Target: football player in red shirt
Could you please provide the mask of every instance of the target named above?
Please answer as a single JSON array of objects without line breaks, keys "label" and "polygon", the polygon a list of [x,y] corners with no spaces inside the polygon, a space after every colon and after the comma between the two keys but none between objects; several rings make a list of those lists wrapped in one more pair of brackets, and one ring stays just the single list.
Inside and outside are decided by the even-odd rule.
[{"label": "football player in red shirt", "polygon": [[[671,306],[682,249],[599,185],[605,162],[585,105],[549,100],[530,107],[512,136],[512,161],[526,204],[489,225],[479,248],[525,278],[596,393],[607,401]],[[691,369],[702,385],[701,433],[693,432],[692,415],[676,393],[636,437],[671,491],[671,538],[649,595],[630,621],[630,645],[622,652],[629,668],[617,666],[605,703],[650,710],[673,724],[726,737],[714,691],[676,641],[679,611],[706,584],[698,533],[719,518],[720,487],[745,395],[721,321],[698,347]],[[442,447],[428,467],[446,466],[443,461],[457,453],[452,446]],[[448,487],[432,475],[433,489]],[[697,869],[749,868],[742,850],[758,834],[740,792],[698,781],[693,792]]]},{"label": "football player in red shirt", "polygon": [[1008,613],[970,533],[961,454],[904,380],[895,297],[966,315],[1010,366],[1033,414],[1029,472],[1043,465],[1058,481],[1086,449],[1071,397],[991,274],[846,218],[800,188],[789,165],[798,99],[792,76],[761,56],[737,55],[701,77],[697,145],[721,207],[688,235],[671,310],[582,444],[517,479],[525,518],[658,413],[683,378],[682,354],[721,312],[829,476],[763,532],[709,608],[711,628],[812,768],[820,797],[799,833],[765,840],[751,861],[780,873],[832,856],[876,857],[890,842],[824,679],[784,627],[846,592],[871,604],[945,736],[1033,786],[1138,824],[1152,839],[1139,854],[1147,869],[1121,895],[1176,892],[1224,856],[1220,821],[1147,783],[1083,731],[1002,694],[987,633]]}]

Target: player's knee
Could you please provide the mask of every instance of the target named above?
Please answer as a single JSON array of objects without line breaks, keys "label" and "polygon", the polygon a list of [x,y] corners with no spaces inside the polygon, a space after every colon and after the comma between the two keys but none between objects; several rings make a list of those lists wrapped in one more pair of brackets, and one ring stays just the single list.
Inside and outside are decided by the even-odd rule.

-------------------------

**Your task**
Reproduce all of the material above line for line, keeping every character unchanged.

**Finished task**
Target: football player in red shirt
Could you please provide the mask of every instance of the target named above?
Please answer as a single JSON array of objects without line breaks, keys "label" and "polygon", the polygon a list of [x,y] corners with no spaces inside the polygon, a space after every colon and after the comma between the two keys but none between objects; several rings make a list of those lists wrapped in one more pair of brackets, and one ring stays just the single list.
Inside and outside are decided by the even-odd rule.
[{"label": "football player in red shirt", "polygon": [[[671,306],[682,249],[599,185],[605,162],[585,105],[549,100],[530,107],[512,136],[512,161],[526,204],[489,225],[479,248],[525,278],[596,393],[607,401]],[[691,369],[702,385],[701,433],[693,432],[692,415],[676,393],[636,437],[671,491],[671,538],[649,595],[630,621],[630,645],[622,652],[629,668],[617,666],[605,703],[650,710],[673,724],[726,737],[714,691],[676,641],[679,611],[706,584],[698,533],[719,518],[720,487],[745,395],[721,321],[698,347]],[[442,447],[428,467],[446,466],[443,461],[457,453],[452,446]],[[448,487],[432,475],[433,489]],[[697,869],[749,868],[742,850],[758,834],[740,792],[698,781],[693,792]]]},{"label": "football player in red shirt", "polygon": [[1008,613],[970,533],[961,454],[904,380],[895,297],[966,315],[1010,366],[1033,414],[1029,472],[1043,465],[1058,481],[1086,449],[1071,397],[991,274],[846,218],[800,188],[789,165],[798,99],[792,76],[761,56],[737,55],[701,77],[697,145],[721,207],[688,235],[671,310],[582,444],[517,479],[525,518],[658,413],[683,378],[682,354],[721,312],[829,476],[763,532],[709,608],[711,628],[812,768],[820,797],[799,833],[765,840],[751,861],[780,873],[832,856],[876,857],[890,842],[824,679],[784,627],[846,592],[871,604],[945,736],[1033,786],[1138,824],[1152,839],[1139,854],[1147,869],[1121,895],[1176,892],[1224,856],[1220,821],[1147,783],[1083,731],[1002,694],[987,633]]}]

Target: player's knee
Could you please provide the mask of every instance of the target named above?
Please answer as a single JSON array of objects without line breaks, keys "label" and "polygon", the polygon a list of [x,y] corners with no spaces inside the polygon, a space after every colon and after the comma between the two keys but none between objects; several rings make a list of those lists wrapped in one more pair of brackets, and one ring stays just the single list.
Inside and outside are decided by the even-odd rule.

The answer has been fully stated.